• [SET TASK]
Write out every line of the records below without changing a word, and leave the pictures out.

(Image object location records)
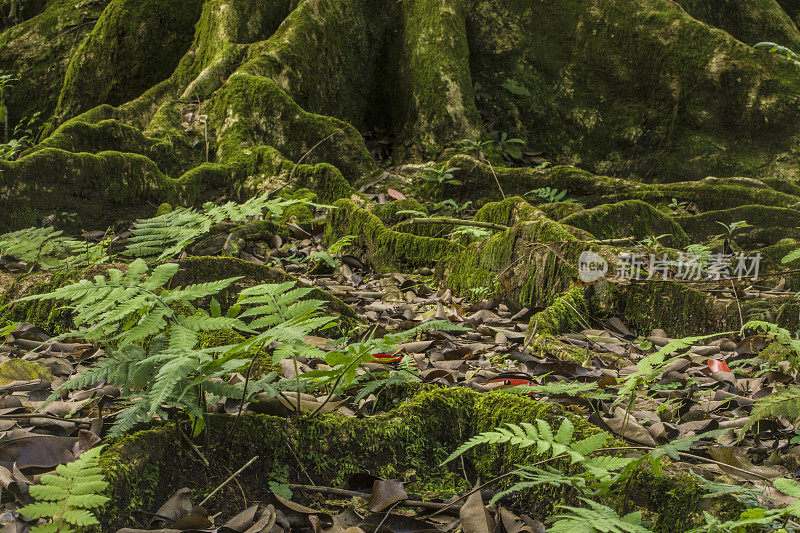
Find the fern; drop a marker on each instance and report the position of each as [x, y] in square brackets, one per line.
[67, 497]
[345, 363]
[541, 437]
[650, 367]
[131, 306]
[595, 518]
[166, 236]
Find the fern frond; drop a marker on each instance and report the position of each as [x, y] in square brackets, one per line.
[541, 435]
[68, 495]
[650, 367]
[595, 518]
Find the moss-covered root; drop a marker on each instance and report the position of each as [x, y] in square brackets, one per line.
[212, 268]
[134, 45]
[382, 248]
[37, 53]
[408, 444]
[629, 218]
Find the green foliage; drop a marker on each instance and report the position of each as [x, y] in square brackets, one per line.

• [EXERCISE RESPONSE]
Find the fern; drop a marker on each instance and report the position of each as [x, y] in square brackets, one per line.
[67, 497]
[345, 363]
[541, 437]
[650, 367]
[131, 306]
[595, 518]
[166, 236]
Find the fern frond; drop a marker on each instance and report the position of each as [x, y] in square brackets, one per line.
[541, 435]
[68, 495]
[650, 367]
[595, 518]
Find the moss-covered root; drop a marker on each instance and report the position of each as [x, y] in square brackets, one per line.
[212, 268]
[134, 45]
[382, 248]
[37, 53]
[408, 444]
[629, 218]
Find the green foliage; drop a marker on each instance and report the position of each as [x, y] in square brackets, one per line.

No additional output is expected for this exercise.